Restate word for word the lines of the material below, from the line with "Pretty please, detect the snow on" to the line with "Pretty please, detect the packed", both lines included, and no others.

-- Opening Marker --

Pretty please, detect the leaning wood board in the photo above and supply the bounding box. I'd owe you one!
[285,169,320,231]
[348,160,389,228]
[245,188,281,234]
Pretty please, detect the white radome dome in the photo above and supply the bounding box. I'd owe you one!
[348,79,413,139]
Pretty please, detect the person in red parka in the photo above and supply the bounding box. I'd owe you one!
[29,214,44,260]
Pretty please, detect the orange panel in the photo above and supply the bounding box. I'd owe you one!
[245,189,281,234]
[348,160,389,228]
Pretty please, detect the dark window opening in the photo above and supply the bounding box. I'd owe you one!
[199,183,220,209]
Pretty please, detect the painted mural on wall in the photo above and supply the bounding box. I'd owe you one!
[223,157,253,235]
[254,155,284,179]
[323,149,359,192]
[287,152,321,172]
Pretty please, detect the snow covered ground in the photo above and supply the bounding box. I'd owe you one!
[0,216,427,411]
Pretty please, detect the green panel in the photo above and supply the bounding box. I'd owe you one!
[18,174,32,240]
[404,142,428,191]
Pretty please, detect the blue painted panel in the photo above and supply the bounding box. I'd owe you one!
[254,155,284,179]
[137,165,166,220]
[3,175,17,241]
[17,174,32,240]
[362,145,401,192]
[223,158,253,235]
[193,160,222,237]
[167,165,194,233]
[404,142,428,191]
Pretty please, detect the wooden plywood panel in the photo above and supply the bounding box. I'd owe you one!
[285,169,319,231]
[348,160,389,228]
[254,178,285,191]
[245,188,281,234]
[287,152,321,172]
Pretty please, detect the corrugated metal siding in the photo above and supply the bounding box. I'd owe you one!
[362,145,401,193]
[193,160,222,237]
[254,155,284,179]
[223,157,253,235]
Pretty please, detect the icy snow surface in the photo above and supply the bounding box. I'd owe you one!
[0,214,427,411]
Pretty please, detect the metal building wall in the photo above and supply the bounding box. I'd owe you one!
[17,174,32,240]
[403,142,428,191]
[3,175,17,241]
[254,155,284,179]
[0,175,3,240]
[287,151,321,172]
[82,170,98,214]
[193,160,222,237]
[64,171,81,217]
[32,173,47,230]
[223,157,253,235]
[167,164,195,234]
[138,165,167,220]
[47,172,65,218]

-- Closing Marker --
-- Opening Marker --

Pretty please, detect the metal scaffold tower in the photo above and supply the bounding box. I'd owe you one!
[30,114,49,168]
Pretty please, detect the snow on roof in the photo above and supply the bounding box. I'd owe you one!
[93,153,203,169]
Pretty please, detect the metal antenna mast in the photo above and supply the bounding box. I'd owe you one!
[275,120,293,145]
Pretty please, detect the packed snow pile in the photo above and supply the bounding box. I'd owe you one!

-- Closing Marker --

Task answer:
Pretty please, detect the snow on roof in the photo above and supply the bounding box. I'd owe you one!
[93,153,203,169]
Pretty please, detect the metal antenna mast in the photo above and supply the bounding box. I'd owe you one!
[275,120,293,145]
Pretty please, detect the packed snow pile in the photo above and supply the bounding box. I'd owe you one!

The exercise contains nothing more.